Source records -
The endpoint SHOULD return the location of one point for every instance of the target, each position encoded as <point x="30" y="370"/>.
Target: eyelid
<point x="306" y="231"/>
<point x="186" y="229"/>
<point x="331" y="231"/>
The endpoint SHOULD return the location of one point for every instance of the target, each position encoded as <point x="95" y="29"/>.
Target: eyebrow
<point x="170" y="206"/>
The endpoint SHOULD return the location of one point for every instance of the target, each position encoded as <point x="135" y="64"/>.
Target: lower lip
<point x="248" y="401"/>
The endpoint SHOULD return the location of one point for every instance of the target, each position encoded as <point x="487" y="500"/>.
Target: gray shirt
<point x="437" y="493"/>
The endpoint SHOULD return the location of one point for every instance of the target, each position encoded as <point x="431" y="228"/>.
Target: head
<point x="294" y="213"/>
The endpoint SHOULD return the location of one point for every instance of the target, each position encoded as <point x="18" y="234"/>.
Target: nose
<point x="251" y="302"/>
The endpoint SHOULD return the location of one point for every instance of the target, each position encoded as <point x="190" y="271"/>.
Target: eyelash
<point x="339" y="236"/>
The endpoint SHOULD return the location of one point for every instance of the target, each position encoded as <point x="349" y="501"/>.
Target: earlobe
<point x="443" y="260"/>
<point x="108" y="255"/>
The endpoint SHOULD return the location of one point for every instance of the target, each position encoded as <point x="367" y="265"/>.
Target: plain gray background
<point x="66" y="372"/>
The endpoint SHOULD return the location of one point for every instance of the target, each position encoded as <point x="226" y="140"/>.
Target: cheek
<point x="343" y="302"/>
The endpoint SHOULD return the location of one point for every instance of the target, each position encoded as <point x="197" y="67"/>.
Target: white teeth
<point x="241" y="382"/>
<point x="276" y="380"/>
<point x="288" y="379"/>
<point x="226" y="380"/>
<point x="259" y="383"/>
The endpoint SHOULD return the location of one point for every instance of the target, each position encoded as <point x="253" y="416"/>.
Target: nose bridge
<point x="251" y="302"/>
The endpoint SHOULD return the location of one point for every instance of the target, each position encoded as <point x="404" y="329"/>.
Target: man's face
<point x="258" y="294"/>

THE PROBLEM -
Quote every entry exactly.

RESULT OF THIS EXERCISE -
The endpoint SHOULD return the location of one point for every instance of the target, each position encoded as <point x="30" y="370"/>.
Target: eyelid
<point x="306" y="231"/>
<point x="186" y="229"/>
<point x="331" y="231"/>
The endpoint SHOULD return the location of one point for every instance of the target, each position encoded as <point x="95" y="29"/>.
Target: eyebrow
<point x="170" y="206"/>
The endpoint SHOULD return the location of one point for every instance of the target, each position encoded as <point x="135" y="64"/>.
Target: lower lip
<point x="248" y="401"/>
The endpoint SHOULD return the location of one point for every instance of the target, each position encoded as <point x="487" y="500"/>.
Target: gray shirt
<point x="437" y="493"/>
The endpoint SHOULD return the location of one point for every instance of the target, each position encoded as <point x="431" y="228"/>.
Target: head
<point x="294" y="213"/>
The endpoint SHOULD return the location of one point for every instance of the target, each position encoded as <point x="18" y="234"/>.
Target: nose
<point x="251" y="302"/>
The endpoint SHOULD return the location of one point for every instance of the target, each position encoded as <point x="190" y="271"/>.
Target: eyelash
<point x="339" y="236"/>
The endpoint SHOULD return the location of one point for every instance of the target, each position encoded as <point x="349" y="501"/>.
Target: earlobe
<point x="443" y="260"/>
<point x="108" y="255"/>
The endpoint SHOULD return the location of one point for every instance of the target, each position encoded as <point x="367" y="265"/>.
Target: plain gray background
<point x="66" y="372"/>
The endpoint SHOULD return the location of one point for every instance of the target, each position encoded as <point x="226" y="140"/>.
Target: cheek
<point x="343" y="302"/>
The endpoint SHOULD return the location of one point for every instance of the target, each position encoded as <point x="197" y="67"/>.
Target: white teeth
<point x="241" y="382"/>
<point x="276" y="380"/>
<point x="288" y="379"/>
<point x="226" y="380"/>
<point x="259" y="383"/>
The endpoint SHOULD return the location of one point for every instance of the target, each position encoded as <point x="253" y="416"/>.
Target: nose bridge
<point x="251" y="302"/>
The endpoint SHOULD return the location of one point for every instance of the target, each position encoded as <point x="404" y="329"/>.
Target: man's face
<point x="258" y="294"/>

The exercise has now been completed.